→ **What needs to be done**
Search the data for "picture". Return each matching line.

[Data items]
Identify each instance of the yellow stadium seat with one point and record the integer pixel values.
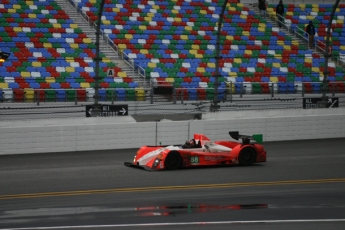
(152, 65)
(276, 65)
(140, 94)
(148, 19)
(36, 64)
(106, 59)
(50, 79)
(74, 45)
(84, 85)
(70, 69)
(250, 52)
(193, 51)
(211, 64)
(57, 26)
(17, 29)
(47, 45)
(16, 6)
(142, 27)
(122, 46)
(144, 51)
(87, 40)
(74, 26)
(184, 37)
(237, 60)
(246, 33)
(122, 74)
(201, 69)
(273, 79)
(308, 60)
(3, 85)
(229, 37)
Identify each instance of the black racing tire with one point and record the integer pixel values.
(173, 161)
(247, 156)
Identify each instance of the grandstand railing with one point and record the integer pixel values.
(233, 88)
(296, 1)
==
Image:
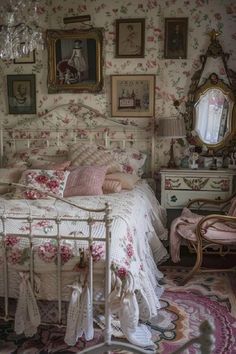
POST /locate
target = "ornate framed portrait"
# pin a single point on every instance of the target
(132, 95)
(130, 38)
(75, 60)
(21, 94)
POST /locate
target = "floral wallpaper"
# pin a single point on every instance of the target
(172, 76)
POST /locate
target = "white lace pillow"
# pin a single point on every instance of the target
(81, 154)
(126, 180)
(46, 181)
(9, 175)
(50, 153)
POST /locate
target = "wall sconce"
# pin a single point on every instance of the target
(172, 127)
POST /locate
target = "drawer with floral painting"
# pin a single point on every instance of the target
---
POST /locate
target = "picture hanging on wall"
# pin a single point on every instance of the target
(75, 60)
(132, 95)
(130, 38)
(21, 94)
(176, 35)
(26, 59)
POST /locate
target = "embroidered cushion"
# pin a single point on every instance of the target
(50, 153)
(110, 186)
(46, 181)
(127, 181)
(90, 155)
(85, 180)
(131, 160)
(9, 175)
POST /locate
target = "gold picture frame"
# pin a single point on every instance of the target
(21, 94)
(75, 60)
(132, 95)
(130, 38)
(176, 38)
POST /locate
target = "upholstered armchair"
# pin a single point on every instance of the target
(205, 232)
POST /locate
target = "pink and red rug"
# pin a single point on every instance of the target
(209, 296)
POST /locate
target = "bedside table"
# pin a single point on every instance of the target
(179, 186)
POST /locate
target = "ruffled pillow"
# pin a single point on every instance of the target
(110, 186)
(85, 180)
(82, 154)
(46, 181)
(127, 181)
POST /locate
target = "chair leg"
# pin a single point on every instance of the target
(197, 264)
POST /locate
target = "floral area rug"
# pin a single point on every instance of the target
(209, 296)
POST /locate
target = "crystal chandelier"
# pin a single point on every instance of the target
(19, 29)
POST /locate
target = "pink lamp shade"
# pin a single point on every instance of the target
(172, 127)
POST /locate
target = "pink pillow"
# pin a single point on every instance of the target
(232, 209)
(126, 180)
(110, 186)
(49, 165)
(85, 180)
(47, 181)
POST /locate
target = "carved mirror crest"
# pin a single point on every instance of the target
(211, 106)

→ **Written response**
target = "picture hanging on wall"
target = "gold picture frame"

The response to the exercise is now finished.